### [What you have to do]
It is required that all of the data be written out exactly.

### [Data supplied]

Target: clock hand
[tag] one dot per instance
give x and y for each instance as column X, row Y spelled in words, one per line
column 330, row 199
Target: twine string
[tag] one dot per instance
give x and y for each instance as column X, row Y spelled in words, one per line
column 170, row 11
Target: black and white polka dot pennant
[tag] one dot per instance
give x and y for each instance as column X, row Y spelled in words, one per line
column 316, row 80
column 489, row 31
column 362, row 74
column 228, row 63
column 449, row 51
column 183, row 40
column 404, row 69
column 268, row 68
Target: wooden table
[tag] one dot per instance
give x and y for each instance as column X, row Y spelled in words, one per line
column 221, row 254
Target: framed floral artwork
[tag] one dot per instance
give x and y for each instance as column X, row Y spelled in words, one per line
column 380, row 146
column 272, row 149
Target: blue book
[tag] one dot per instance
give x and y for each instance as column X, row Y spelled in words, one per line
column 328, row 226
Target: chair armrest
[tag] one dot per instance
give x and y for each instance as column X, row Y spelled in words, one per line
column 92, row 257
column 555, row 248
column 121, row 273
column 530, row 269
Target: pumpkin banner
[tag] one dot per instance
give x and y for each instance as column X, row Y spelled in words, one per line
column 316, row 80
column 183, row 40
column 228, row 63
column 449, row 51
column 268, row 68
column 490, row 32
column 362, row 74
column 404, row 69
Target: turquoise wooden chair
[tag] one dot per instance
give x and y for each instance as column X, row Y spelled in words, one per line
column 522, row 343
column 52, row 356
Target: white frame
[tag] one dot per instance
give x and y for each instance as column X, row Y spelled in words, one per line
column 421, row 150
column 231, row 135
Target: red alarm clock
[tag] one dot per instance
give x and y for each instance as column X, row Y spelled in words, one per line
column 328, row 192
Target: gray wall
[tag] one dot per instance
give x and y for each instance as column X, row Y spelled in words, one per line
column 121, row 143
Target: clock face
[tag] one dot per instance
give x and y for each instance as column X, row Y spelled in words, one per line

### [Full answer]
Target: clock hand
[tag] one dot per instance
give x and y for each instance as column X, row Y spelled in words, one per line
column 330, row 199
Target: twine string
[tag] one dot per instance
give x and y for each instance as column X, row Y spelled in words, one per line
column 170, row 11
Target: black and white polka dot pennant
[tag] one dot per instance
give x and y for each instance as column X, row Y spelled in words, one per line
column 316, row 80
column 489, row 31
column 362, row 74
column 228, row 63
column 449, row 51
column 183, row 40
column 404, row 69
column 268, row 68
Target: wooden table
[tag] one dot per instance
give x and y for each instance as column X, row Y spelled in words, one per line
column 221, row 254
Target: framed floral artwork
[tag] one dot per instance
give x and y for each instance as column X, row Y spelled in words, one per line
column 380, row 146
column 272, row 149
Target: blue book
[tag] one dot per instance
give x and y for each instance as column X, row Y spelled in words, one per line
column 328, row 226
Target: chair armrest
[tag] one dot per instance
give x and y for each instance as column X, row Y spelled in words, one per line
column 92, row 257
column 555, row 248
column 121, row 273
column 530, row 269
Target: pumpkin banner
[tag] one dot per instance
give x and y for each instance as column X, row Y spelled in words, one per line
column 316, row 80
column 183, row 40
column 228, row 63
column 449, row 51
column 268, row 68
column 490, row 32
column 362, row 74
column 404, row 69
Target: turquoise wooden chair
[tag] one dot per instance
give x and y for each instance as column X, row Y spelled in words, one per line
column 522, row 343
column 52, row 356
Target: white frame
[tag] one dot per instance
give x and y for each instance as column X, row Y spelled in words, one per line
column 421, row 150
column 231, row 135
Target: red alarm clock
[tag] one dot per instance
give x and y for each instance as column X, row Y spelled in words, one per line
column 328, row 192
Target: gray wall
[tag] one dot per instance
give x and y for each instance as column X, row Y spelled in words, one per line
column 121, row 143
Target: clock face
[tag] one dot per instance
give x and y for each instance as column X, row Y spelled in words, one per line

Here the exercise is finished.